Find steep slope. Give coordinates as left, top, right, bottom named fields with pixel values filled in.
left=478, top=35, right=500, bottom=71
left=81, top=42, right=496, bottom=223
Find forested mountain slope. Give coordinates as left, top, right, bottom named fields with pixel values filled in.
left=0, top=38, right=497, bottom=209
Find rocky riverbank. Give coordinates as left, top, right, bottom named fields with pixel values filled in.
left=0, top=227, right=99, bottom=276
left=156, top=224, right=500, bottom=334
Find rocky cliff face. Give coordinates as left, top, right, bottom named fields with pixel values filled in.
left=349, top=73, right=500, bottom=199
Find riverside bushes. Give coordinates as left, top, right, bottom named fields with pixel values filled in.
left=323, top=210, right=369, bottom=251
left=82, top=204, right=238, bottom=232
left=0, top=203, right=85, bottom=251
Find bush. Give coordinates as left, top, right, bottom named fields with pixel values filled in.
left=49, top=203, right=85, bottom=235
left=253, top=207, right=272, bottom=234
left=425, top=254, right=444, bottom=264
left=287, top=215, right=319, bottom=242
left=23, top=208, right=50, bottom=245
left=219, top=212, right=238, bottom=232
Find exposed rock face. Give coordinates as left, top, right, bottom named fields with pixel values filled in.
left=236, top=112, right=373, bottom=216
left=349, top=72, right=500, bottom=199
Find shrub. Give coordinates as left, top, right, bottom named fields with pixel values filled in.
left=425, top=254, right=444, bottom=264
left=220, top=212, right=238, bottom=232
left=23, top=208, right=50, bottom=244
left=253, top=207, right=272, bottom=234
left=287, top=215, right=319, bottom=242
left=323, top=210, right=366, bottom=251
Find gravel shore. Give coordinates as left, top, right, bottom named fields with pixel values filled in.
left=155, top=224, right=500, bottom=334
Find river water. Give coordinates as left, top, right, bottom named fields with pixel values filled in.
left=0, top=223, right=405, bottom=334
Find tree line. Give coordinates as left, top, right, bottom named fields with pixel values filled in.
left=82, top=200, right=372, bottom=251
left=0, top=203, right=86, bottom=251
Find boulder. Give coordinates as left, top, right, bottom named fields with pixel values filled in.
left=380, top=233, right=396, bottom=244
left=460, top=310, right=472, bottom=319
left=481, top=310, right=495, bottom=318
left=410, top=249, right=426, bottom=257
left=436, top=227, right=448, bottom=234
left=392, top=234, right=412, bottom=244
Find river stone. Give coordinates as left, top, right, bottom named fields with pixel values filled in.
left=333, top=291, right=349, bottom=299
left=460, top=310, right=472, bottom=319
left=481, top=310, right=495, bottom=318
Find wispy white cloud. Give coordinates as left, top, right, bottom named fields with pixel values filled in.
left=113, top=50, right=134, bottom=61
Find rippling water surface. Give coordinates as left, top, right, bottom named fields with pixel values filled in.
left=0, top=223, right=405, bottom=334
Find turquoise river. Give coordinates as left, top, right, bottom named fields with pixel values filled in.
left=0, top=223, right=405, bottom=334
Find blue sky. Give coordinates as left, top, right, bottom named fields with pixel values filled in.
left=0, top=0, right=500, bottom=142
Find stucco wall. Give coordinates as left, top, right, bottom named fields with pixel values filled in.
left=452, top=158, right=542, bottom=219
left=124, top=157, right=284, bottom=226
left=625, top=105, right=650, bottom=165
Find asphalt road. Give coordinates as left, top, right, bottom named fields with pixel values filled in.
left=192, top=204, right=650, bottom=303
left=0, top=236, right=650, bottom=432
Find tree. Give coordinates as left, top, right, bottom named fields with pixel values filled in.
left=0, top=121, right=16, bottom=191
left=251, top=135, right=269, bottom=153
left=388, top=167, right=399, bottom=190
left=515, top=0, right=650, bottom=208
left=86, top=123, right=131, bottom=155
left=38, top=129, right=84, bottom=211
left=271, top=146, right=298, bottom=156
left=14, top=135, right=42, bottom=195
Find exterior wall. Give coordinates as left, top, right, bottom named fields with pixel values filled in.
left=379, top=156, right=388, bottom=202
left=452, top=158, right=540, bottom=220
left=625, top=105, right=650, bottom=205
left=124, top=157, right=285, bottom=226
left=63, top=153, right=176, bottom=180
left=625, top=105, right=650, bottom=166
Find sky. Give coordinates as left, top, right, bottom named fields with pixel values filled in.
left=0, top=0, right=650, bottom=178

*WRITTEN EXERCISE*:
Transcribe all entries exactly as they are given.

*FINISHED ANSWER*:
Find steep slope. Give coordinates as left, top, right, bottom named fields with pixel values filled in.
left=478, top=35, right=500, bottom=71
left=81, top=42, right=496, bottom=223
Find forested mountain slope. Give coordinates as left, top, right, bottom named fields with pixel values filled in.
left=0, top=38, right=497, bottom=209
Find rocky riverbank. Give coordinates as left, top, right, bottom named fields with pixel values filled in.
left=0, top=227, right=99, bottom=276
left=156, top=224, right=500, bottom=334
Find rocky cliff face. Give coordinates as left, top, right, bottom named fields with pixel values filled in.
left=349, top=73, right=500, bottom=199
Find riverside bushes. Give coordinates as left, top, right, bottom named fields with pixel values filled in.
left=323, top=210, right=369, bottom=251
left=82, top=204, right=238, bottom=232
left=0, top=203, right=85, bottom=251
Find bush. Give coordinates as left, top, right, bottom named fields with pixel values filled in.
left=49, top=203, right=85, bottom=235
left=253, top=207, right=272, bottom=234
left=425, top=254, right=444, bottom=264
left=287, top=215, right=319, bottom=242
left=23, top=208, right=50, bottom=245
left=219, top=212, right=238, bottom=232
Find exposed rock face. Give coordinates as left, top, right, bottom named fields with pixel values filled in.
left=236, top=112, right=373, bottom=216
left=349, top=72, right=500, bottom=199
Find shrub. Give coordinates as left, top, right, bottom named fields with pixel values filled in.
left=425, top=254, right=444, bottom=264
left=220, top=212, right=238, bottom=232
left=23, top=208, right=50, bottom=244
left=253, top=207, right=272, bottom=234
left=287, top=215, right=319, bottom=242
left=323, top=210, right=366, bottom=251
Find gravel shore. Give coordinates as left, top, right, bottom named fields with pixel values filled in.
left=155, top=224, right=500, bottom=334
Find river water. Give coordinates as left, top, right, bottom named fields with pixel values filled in.
left=0, top=223, right=405, bottom=334
Find tree line. Give coordinates as left, top, right, bottom named fields with pixel values filled in.
left=82, top=200, right=372, bottom=251
left=0, top=203, right=86, bottom=251
Find boulder. Give coordinates as left, top, right, bottom named fields with pixel values filled in.
left=380, top=233, right=396, bottom=244
left=460, top=310, right=472, bottom=319
left=481, top=310, right=495, bottom=318
left=410, top=249, right=426, bottom=257
left=436, top=227, right=448, bottom=234
left=392, top=234, right=412, bottom=244
Find river stone. Give coordinates as left, top, right, bottom named fields with pixel values filled in.
left=333, top=291, right=349, bottom=299
left=460, top=310, right=472, bottom=319
left=481, top=310, right=495, bottom=318
Find wispy white cloud. Give coordinates as left, top, right, bottom named fields with pixel values filled in.
left=113, top=50, right=134, bottom=61
Find rippling water surface. Give coordinates as left, top, right, bottom named fields with pixel values filled in.
left=0, top=223, right=405, bottom=334
Find turquoise river. Give coordinates as left, top, right, bottom named fields with pixel values filled in.
left=0, top=223, right=405, bottom=334
Find blue sky. Give coordinates as left, top, right, bottom named fields with pixel values filled in.
left=0, top=0, right=500, bottom=142
Find stucco wall. Give coordinates as left, top, right, bottom named fields with pixel values filled in.
left=452, top=158, right=542, bottom=219
left=124, top=157, right=284, bottom=226
left=625, top=105, right=650, bottom=165
Find asphalt road. Give coordinates as left, top, right, bottom named fields with pixel values filled in.
left=192, top=204, right=650, bottom=303
left=0, top=236, right=650, bottom=432
Find tree. Give coordinates as left, top, right, bottom named fields with pixel values filled in.
left=0, top=121, right=16, bottom=191
left=251, top=135, right=269, bottom=153
left=388, top=167, right=399, bottom=190
left=515, top=0, right=650, bottom=208
left=86, top=123, right=131, bottom=155
left=38, top=129, right=84, bottom=211
left=271, top=146, right=298, bottom=156
left=14, top=135, right=42, bottom=195
Find exterior wall. Give coordinates as left, top, right, bottom named fields with pixel values filled in.
left=379, top=156, right=388, bottom=202
left=452, top=158, right=540, bottom=220
left=625, top=105, right=650, bottom=205
left=124, top=157, right=285, bottom=226
left=63, top=153, right=176, bottom=180
left=625, top=105, right=650, bottom=166
Find sky. Give coordinates as left, top, right, bottom named fields with pixel values filled in.
left=0, top=0, right=650, bottom=178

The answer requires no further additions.